§ **STATED GOAL**: List every amateur team named in the Corine Dorland profile below, with the years shown for each.

Corine Dorland

Personal information
- Full name: Corine Stam-Dorland
- Nickname: "The Queen of BMX"
- Born: 30 June 1973 (age 53) Loenen, Netherlands
- Height: 1.7 m (5 ft 7 in) (c. 1992)
- Weight: 60 kg (132 lb) (c. 1992)

Team information
- Current team: Retired
- Discipline: Bicycle Motocross (BMX) Mountain bike racing(MTB Cyclo-cross
- Role: Racer
- Rider type: BMX: Off Road MTB: Cross-country

Amateur teams
- 1982: Peugeot
- 1983–1986: Vicuna Kuwahara (Europe)
- 1987–1988: AMEV Nederland b.v.
- 1988–1989: Be-One
- 1990: Royal Dutch KNWU
- 1990–1991: Sunn
- 1992–1996: GT Bicycles (Europe)

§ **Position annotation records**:
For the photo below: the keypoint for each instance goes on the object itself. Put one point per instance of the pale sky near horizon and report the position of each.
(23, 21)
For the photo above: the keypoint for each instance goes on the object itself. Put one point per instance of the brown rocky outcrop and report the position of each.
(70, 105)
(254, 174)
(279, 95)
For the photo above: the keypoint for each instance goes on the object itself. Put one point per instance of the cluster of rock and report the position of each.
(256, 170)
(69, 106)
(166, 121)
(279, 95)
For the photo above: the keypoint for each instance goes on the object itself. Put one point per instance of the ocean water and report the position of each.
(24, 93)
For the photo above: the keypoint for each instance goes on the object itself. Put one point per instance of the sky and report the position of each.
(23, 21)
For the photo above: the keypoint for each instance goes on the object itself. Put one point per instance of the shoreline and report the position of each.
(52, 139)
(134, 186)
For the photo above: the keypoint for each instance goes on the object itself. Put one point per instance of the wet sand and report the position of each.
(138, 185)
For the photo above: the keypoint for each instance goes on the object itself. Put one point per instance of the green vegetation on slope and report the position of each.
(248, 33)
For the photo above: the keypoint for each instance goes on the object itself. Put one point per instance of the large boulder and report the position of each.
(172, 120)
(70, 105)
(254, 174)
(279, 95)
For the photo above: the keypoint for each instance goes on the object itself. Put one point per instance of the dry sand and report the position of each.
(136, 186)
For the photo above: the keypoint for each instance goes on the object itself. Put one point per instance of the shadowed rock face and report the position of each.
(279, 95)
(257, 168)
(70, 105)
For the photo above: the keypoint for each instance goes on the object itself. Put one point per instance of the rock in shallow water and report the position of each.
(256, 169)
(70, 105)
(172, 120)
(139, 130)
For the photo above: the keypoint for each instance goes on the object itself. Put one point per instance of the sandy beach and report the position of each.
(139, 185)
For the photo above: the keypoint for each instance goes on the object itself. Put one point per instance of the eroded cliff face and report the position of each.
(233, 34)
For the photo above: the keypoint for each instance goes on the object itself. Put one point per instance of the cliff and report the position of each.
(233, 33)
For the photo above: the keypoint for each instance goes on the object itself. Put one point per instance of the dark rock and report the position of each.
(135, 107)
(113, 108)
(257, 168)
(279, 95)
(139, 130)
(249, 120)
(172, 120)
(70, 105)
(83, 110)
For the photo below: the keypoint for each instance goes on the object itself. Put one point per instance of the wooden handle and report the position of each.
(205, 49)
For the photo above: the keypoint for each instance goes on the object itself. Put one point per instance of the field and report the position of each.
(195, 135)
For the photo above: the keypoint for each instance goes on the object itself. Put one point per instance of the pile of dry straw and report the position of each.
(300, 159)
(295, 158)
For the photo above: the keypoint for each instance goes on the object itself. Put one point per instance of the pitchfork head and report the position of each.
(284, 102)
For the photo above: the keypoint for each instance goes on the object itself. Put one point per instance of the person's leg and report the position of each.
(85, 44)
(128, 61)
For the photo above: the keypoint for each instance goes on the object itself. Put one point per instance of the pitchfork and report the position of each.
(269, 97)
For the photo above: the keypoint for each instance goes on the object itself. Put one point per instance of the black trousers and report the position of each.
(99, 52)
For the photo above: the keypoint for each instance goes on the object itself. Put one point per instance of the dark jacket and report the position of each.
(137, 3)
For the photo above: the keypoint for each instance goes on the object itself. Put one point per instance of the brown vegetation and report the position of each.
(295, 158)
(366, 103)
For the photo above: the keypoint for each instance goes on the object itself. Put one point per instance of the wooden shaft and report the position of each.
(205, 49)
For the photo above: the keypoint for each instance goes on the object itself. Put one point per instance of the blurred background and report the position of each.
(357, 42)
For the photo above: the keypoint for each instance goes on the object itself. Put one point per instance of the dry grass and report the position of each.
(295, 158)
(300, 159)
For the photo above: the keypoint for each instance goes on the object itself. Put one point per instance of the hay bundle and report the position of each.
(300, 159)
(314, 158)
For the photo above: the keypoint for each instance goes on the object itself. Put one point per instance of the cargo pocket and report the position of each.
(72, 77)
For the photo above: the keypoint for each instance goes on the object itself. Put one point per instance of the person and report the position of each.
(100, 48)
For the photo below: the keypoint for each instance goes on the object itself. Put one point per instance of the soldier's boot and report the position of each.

§ **THE ANSWER**:
- Peugeot (1982)
- Vicuna Kuwahara (Europe) (1983–1986)
- AMEV Nederland b.v. (1987–1988)
- Be-One (1988–1989)
- Royal Dutch KNWU (1990)
- Sunn (1990–1991)
- GT Bicycles (Europe) (1992–1996)